# Yarnology Luxury Purse Loom????



## annie78

I bought one of these Purse Looms thinking it would have directions & maybe one free simple pattern with it. But, all it has for directions is how to E-wrap. 
Could any of you tell me how to use this loom and/or help me find directions with a simple pattern on the internet?
Thanks in advance for your help. This loom looks like a good one to take to use waiting for appointments or whatever.


----------



## cabingirl2006

annie78 said:


> I bought one of these Purse Looms thinking it would have directions & maybe one free simple pattern with it. But, all it has for directions is how to E-wrap.
> Could any of you tell me how to use this loom and/or help me find directions with a simple pattern on the internet?
> Thanks in advance for your help. This loom looks like a good one to take to use waiting for appointments or whatever.


Could you post a photo of this loom never heard of this kind of loom?


----------



## Justme

I would write the company and ask where to get patterns or a pattern book. If they have a website or email on the package that is even faster to contact them.


----------



## Karen M1

Provocraft has a Pocket Knitter. This sounds like the same thing. Does it look like a comb? Look on Provocrafts site under Knifty Knitters and see what there is . I think you make belts and small thing with it. I have one but haven't used it. I think the concept is like the Kiss Loom. You can make I-cords also. or strips and sew them together... hope this helps.Maybe try to Google " Pocket Knitter"


----------

# Requirement 1
Can you condense the paragraph in the loom thread that begins "Provocraft has a Pocket Knitter" into a short bulleted list that keeps its main facts?
# Requirement 2
Starting at the line in the listing that contains "Task: indicate one point per instance of the train door" and ending at the final line of the listing, could you update those lines by replacing "JSON object" with "JSON dictionary" and return only them?
The forum thread above has no connection to the listing that comes after it.

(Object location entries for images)
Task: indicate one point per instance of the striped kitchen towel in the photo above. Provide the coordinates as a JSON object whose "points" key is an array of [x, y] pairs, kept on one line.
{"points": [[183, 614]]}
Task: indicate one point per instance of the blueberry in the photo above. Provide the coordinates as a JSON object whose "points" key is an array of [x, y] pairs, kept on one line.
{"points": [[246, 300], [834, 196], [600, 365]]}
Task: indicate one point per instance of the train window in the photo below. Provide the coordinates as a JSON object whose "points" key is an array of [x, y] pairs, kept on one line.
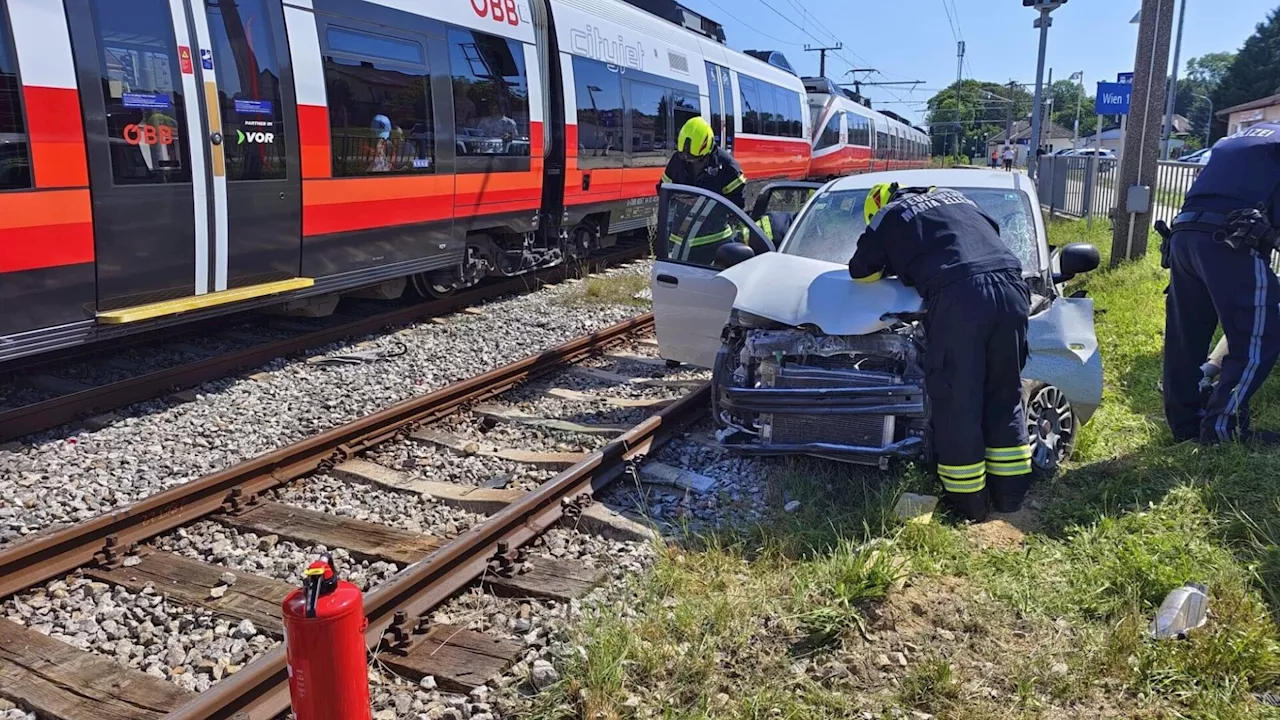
{"points": [[750, 104], [727, 87], [14, 156], [248, 89], [789, 104], [685, 105], [146, 118], [379, 104], [650, 126], [490, 98], [830, 136], [599, 114], [771, 110], [713, 94], [374, 46]]}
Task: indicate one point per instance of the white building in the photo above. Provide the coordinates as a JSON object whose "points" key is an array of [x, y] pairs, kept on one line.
{"points": [[1057, 139]]}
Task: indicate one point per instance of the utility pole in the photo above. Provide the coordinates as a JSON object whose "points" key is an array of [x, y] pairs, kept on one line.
{"points": [[822, 57], [1142, 141], [1009, 122], [1047, 115], [1079, 96], [1166, 132], [1043, 22]]}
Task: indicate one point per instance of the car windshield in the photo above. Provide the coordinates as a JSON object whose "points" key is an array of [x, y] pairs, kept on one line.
{"points": [[828, 229]]}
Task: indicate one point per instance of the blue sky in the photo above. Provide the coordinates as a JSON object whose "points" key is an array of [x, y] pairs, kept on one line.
{"points": [[913, 39]]}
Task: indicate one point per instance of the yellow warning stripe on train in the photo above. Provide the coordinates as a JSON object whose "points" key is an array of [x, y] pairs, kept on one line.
{"points": [[200, 301]]}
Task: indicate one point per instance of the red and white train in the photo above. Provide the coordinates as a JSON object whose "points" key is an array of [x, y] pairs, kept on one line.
{"points": [[163, 160], [849, 137]]}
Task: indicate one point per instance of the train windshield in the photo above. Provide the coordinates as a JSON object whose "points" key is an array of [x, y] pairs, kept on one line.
{"points": [[833, 222]]}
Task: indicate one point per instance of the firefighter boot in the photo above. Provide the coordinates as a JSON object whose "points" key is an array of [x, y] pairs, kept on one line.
{"points": [[970, 506]]}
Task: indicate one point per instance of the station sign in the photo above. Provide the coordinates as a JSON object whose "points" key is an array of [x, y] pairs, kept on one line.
{"points": [[1112, 99]]}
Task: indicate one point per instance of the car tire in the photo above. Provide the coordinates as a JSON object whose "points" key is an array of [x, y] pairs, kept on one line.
{"points": [[1052, 427]]}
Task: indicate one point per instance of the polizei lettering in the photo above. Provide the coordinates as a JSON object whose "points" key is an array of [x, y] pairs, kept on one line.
{"points": [[592, 42]]}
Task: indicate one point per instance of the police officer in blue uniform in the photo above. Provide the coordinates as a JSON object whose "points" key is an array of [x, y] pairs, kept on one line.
{"points": [[977, 305], [1219, 259]]}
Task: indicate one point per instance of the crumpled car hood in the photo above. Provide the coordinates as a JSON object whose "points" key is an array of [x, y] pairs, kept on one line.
{"points": [[801, 291]]}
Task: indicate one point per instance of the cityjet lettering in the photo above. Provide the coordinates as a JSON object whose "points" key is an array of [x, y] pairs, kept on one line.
{"points": [[149, 135], [242, 137], [613, 50]]}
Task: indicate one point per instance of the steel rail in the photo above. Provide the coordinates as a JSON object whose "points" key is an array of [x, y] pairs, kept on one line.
{"points": [[46, 556], [260, 691], [54, 411]]}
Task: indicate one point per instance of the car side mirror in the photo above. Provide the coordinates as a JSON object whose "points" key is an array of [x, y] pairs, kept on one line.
{"points": [[1075, 259], [731, 254]]}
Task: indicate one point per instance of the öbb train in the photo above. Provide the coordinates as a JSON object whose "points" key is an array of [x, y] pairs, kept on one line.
{"points": [[163, 160]]}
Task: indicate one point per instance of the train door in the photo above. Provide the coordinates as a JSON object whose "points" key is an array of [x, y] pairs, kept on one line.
{"points": [[192, 149], [720, 91]]}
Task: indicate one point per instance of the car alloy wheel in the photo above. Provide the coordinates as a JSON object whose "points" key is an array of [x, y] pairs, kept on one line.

# Written reply 1
- Provocraft makes a Pocket Knitter, which sounds like the same thing; does the loom look like a comb?
- Check the Knifty Knitters section of Provocraft's site.
- It is probably used for belts and small items, and it can also make I-cords or strips to sew together.
- The concept seems similar to the Kiss Loom.
- The poster owns one but hasn't used it.
- Try searching Google for "Pocket Knitter."

# Written reply 2
Task: indicate one point per instance of the train door in the photo above. Provide the coordinates as a JSON dictionary whose "points" key is an array of [x, y] pairs, kept on one line.
{"points": [[192, 149], [720, 91]]}
Task: indicate one point per instance of the car alloy wheel in the photo above. Provide the coordinates as a JSON dictionary whose "points" key is an array of [x, y] pairs, kept on one line.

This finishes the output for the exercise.